PROBLEM —
Update every item below by replacing "tight rectangular box" with "snug bounding rectangle" and changing nothing else. Leave the pictures out of your answer.

MATERIALS PROVIDED —
◇ ◇ ◇ ◇ ◇ ◇ ◇
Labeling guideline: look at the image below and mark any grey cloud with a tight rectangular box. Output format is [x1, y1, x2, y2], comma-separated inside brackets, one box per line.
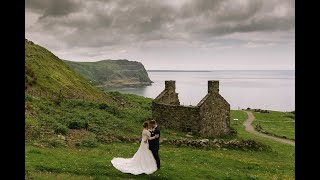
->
[26, 0, 295, 47]
[26, 0, 81, 18]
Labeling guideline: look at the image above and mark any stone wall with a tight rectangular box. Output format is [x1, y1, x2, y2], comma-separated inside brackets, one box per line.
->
[199, 94, 230, 137]
[152, 102, 200, 134]
[154, 81, 180, 105]
[152, 81, 230, 137]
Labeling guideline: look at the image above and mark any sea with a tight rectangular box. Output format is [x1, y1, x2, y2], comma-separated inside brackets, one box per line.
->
[104, 70, 295, 111]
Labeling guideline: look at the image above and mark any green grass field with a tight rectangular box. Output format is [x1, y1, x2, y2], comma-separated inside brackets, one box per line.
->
[26, 111, 295, 179]
[253, 111, 295, 140]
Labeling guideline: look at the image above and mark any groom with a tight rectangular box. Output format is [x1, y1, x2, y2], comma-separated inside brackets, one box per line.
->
[149, 120, 160, 169]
◇ ◇ ◇ ◇ ◇ ◇ ◇
WORKED SOLUTION —
Labeling guideline: look at the image below and mark any grey cloud with a snug bounding rectangle. Output format is [x1, y1, x2, y2], comma-separated inside brackets, one box per line.
->
[26, 0, 295, 47]
[26, 0, 81, 18]
Labeling guideline: look at the image above and mark any stone wall with a snug bounding rectangle. Output format is [x1, y1, x2, y2], comma-separated inside brackets, one box per line.
->
[199, 94, 230, 137]
[152, 102, 200, 134]
[154, 81, 180, 105]
[152, 81, 230, 137]
Labeling guideline: look at the image above and mark any sea with a snug bounding rectangle. Output format is [x1, y1, x2, y2], comma-separated inside brackets, one box per line.
->
[104, 70, 295, 111]
Labeling guideline: look at the image above and mark any green grass field with a snug bounding rectangle. Output format is [x1, y1, x2, y2], comma-separated inside brackets, one box per line.
->
[26, 111, 295, 179]
[253, 111, 295, 140]
Labeling guideline: look at the image above and mark any groom with a snug bounding rectangle. Output format is [x1, y1, x2, y2], comma-separated inside brackets, one box per line.
->
[149, 120, 160, 169]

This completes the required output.